→ **EXERCISE PASSAGE**

%%

A previously reported method was used, with minor modification, to prepare an imidazole-based compound.⁵⁰ Methanol (50–60 mL) was used to dissolve 1 g of imidazolium salt (3.469 mM) and 1 g of silver oxide (4.314 mM). The mixture was stirred for 48 hours, while the round-bottom flask was covered with aluminum foil to prevent light exposure. To get a clear solution, the mixture was filtered through Celite (545) when the reaction was completed. KPF₆ (1 g, 5.432 mM) was gradually added to the above-mentioned complex solution prepared in methanol (30–40 mL) in a different round-bottom flask. The solution was stirred for 1 h, and the obtained precipitates were filtered and washed with distilled water and methanol. The complex was dried at RT for several days and ground to a fine powder. Yields 82%, M. P. 252 °C, ¹H NMR (600 MHz DMSO-d₆, δ ppm), 0.85 (t, 12H, 4 × CH₃), 1.28 (m, 16H, 4 × 2 (CH₂)), 1.32 (m, 8H, 4 × CH₂), 1.38 (m, 8H, 4 × CH₂), 2.55 (t, 8H, 4 × CH₂–N), 4.28 (m, 4H, 4×Aliph-H). ¹³C NMR (150 MHz, DMSO-d₆, δ ppm), 13.3 (CH₃), 18.8, 27.5, 29.3, 33.2 (CH₂), 53.4 (CH₂–N), 122.3 (C-Aliph), 173.5 (C–Ag).

The synthesis, ¹H NMR and ¹³C NMR results of bis(1,3-dihexylimidazole-2-yl) silver(I) hexafluorophosphate (V) compound are discussed in Scheme 1, Fig. 1 and 2, respectively, in Section 2.1 of the ESI.†

Scheme 1 Synthesis of bis(1,3-dihexylimidazole-2-yl) silver(I) hexafluorophosphate (V).

%%

→ **DATASET EXCERPTS**

%%

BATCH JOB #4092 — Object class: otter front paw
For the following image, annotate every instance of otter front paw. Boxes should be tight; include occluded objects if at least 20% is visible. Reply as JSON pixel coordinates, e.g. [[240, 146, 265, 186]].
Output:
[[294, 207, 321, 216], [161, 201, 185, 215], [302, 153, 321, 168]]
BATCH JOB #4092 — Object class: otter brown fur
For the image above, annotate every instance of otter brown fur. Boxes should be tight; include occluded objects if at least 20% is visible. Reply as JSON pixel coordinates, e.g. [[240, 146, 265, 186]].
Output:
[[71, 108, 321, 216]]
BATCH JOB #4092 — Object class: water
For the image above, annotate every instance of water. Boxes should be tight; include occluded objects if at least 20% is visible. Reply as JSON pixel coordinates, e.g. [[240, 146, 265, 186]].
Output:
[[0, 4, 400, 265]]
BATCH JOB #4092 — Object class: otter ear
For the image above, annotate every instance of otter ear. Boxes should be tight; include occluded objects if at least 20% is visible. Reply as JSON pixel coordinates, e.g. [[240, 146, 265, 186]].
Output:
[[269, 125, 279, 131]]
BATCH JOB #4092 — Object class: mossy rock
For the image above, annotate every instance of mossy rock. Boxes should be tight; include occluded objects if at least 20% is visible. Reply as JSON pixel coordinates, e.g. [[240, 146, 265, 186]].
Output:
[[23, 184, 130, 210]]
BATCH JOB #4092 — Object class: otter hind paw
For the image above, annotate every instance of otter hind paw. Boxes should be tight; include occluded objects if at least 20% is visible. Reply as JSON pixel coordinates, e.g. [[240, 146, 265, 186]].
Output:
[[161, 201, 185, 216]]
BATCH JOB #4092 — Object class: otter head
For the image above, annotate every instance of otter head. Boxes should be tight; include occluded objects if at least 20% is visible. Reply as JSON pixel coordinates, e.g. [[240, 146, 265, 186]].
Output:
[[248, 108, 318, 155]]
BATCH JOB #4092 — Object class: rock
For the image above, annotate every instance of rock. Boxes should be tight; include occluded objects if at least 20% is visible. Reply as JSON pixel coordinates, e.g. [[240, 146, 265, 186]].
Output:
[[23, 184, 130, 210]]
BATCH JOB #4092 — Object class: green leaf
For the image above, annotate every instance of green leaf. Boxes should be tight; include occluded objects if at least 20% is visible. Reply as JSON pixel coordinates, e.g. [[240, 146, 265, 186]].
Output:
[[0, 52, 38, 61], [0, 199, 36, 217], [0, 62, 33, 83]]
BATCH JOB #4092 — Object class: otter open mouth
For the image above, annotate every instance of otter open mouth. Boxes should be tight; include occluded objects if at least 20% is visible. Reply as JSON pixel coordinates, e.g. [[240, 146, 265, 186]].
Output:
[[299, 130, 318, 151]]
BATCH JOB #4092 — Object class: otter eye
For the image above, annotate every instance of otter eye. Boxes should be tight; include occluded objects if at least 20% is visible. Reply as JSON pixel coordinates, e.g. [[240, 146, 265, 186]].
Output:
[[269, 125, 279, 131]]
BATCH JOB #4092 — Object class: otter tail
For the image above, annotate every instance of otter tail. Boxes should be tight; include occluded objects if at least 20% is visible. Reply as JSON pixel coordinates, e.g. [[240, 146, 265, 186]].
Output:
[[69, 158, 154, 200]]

%%

→ **USING THE INFORMATION**
(a) In the synthesis passage, what was the round-bottom flask covered with while the mixture was stirred, and for what purpose?
(b) Translate this sentence from the synthesis passage into Spanish: "The solution was stirred for 1 h, and the obtained precipitates were filtered and washed with distilled water and methanol."

→ **EXPECTED RESPONSES**
(a) Aluminum foil, to prevent light exposure.

(b) La solución se agitó durante 1 h, y los precipitados obtenidos se filtraron y se lavaron con agua destilada y metanol.